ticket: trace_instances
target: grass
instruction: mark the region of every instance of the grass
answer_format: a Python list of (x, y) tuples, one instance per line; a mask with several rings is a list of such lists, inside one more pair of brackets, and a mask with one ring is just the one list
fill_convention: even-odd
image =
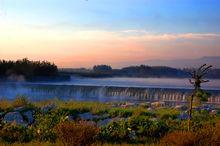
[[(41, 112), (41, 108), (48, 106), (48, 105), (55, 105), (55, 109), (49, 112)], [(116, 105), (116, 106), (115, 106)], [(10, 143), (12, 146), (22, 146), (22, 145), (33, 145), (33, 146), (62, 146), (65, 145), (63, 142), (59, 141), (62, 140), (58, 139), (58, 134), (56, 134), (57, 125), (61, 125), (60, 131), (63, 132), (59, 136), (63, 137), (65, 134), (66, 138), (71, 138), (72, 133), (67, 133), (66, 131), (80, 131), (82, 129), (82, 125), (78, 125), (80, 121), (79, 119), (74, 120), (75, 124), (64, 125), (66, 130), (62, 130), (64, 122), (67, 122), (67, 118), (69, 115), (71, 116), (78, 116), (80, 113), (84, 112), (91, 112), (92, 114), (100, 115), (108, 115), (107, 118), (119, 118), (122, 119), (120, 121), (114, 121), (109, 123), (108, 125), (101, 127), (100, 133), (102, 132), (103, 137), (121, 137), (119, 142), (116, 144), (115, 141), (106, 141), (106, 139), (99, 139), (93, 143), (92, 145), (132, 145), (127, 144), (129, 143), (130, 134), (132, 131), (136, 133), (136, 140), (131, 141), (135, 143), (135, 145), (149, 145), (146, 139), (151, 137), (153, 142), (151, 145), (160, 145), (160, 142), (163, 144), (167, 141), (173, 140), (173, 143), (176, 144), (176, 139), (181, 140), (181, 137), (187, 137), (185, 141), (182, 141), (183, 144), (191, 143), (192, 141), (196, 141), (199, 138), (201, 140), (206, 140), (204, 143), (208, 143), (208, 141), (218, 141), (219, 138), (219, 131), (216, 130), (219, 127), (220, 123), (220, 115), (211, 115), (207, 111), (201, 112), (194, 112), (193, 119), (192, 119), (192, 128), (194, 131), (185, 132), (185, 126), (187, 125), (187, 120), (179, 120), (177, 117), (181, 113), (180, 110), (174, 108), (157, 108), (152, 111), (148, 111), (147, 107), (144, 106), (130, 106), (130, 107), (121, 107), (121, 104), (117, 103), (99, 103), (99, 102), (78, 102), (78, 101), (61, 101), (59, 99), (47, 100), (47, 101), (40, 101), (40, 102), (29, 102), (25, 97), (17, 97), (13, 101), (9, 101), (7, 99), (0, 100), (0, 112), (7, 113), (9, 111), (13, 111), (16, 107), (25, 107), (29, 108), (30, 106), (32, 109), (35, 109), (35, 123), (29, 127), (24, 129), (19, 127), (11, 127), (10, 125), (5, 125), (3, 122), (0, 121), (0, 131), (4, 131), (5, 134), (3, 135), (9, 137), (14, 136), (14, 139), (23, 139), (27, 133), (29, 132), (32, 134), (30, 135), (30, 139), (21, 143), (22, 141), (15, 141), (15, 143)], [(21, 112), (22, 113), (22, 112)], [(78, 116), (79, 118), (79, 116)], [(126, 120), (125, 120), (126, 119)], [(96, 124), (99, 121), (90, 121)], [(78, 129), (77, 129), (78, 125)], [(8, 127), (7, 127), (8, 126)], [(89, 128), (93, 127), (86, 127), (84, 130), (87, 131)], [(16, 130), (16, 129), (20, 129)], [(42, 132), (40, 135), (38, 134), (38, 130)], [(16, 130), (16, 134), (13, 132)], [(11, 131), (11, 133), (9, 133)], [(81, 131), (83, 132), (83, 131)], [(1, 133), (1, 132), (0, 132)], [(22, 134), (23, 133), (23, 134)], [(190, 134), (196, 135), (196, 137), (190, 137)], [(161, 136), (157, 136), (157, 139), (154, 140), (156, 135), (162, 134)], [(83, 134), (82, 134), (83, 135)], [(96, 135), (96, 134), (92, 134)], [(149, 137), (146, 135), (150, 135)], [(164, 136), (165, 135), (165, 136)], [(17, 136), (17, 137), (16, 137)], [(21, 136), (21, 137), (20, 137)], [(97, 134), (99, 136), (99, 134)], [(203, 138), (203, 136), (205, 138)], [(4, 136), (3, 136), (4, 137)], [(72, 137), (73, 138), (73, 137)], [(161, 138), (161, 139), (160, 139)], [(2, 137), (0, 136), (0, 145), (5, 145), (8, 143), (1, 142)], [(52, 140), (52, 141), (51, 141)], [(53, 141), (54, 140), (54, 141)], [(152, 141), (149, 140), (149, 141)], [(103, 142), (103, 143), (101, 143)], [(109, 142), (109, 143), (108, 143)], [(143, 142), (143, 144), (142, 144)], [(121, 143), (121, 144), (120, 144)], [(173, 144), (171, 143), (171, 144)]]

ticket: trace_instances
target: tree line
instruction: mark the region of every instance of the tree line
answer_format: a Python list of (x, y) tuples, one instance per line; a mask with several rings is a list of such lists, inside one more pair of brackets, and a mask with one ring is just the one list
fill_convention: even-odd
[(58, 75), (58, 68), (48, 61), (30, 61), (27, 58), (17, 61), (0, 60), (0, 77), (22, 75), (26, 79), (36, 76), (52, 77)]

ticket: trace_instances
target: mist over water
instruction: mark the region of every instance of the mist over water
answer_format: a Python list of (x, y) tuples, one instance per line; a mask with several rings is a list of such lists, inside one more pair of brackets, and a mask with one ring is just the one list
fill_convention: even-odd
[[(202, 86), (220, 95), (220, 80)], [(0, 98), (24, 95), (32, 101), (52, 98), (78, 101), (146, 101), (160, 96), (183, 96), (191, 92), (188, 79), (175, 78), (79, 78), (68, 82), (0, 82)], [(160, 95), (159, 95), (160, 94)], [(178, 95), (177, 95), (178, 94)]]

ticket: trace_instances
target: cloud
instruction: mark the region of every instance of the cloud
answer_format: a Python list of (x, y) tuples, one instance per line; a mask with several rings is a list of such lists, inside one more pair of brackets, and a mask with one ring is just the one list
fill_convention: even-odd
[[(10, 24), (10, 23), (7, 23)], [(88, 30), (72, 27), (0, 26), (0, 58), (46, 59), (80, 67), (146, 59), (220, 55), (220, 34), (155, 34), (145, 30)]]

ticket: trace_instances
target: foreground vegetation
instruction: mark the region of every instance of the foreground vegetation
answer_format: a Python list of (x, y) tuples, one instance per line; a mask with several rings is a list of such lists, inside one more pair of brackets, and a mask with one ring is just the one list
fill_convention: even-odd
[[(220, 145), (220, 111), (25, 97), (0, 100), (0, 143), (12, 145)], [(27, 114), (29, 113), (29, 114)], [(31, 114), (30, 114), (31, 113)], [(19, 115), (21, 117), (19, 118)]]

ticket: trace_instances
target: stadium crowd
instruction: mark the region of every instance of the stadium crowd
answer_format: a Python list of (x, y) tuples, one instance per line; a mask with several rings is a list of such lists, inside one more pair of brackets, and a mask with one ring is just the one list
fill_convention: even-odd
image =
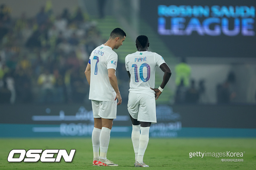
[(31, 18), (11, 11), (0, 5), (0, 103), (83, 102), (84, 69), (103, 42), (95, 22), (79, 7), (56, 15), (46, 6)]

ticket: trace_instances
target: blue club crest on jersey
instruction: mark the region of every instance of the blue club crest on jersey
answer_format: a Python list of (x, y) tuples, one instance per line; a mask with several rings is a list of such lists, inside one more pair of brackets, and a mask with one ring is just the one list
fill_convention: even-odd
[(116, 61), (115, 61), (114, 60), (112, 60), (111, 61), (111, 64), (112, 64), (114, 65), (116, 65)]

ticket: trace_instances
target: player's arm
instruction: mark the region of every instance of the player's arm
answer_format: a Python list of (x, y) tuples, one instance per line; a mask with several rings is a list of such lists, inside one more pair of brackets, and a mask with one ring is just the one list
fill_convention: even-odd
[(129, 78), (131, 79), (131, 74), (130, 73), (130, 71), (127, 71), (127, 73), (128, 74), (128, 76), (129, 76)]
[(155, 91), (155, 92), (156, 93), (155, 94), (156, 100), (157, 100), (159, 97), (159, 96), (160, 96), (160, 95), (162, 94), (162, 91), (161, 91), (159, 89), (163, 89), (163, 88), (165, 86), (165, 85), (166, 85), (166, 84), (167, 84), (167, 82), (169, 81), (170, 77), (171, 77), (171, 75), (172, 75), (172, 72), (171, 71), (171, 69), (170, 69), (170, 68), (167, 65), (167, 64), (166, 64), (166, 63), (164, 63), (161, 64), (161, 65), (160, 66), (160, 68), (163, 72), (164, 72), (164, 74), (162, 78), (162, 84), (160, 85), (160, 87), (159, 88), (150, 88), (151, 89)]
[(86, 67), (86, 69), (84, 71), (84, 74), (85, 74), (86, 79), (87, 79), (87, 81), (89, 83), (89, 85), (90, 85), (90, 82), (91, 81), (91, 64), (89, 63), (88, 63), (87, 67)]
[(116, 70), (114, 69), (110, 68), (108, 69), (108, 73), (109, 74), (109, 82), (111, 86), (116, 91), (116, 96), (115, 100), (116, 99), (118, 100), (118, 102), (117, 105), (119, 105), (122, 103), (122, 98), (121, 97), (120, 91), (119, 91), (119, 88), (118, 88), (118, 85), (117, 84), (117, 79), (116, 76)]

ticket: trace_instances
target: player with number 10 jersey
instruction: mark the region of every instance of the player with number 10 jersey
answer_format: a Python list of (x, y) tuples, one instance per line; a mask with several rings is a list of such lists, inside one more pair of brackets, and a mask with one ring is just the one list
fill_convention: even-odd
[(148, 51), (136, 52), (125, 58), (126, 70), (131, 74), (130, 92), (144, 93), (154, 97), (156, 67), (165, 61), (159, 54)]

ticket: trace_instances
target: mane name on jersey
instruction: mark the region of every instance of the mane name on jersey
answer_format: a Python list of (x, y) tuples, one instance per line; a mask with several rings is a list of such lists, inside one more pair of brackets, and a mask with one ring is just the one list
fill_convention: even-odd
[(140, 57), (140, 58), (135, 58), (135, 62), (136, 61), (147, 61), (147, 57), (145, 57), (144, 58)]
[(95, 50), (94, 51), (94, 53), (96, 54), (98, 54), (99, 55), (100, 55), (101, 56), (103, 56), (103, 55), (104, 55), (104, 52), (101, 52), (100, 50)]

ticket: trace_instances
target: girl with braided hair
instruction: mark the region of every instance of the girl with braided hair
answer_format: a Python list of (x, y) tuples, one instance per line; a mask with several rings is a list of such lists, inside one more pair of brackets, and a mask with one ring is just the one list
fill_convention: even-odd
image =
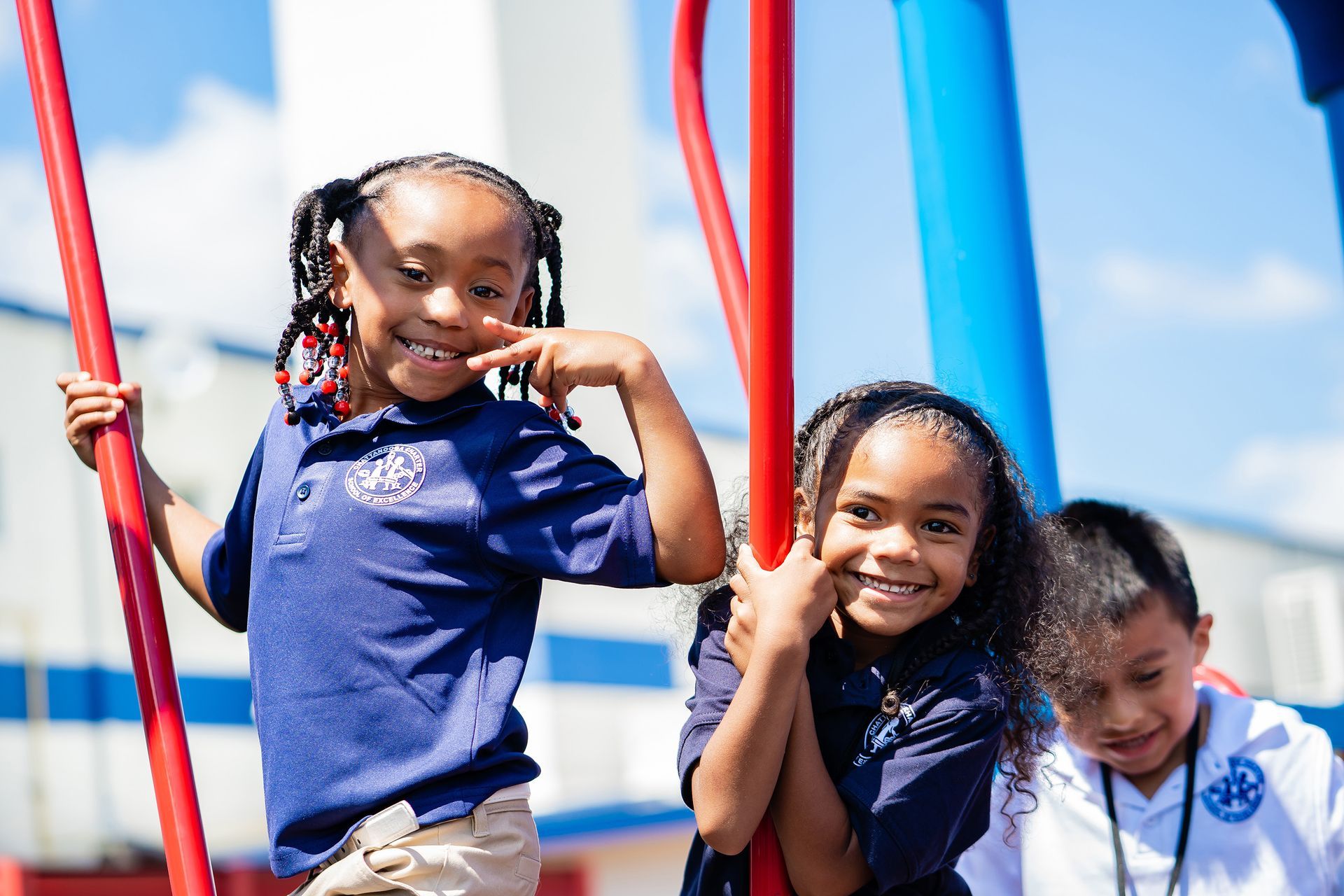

——

WHAT IS NEEDED
Gather every line of the items that contains the word "player" and copy each one out.

FINISHED ANSWER
target: player's arm
instruction: mark the region of every instance of the player's arm
target: player with number 10 jersey
instruction: mark the region of every instance of the player with number 10 jersey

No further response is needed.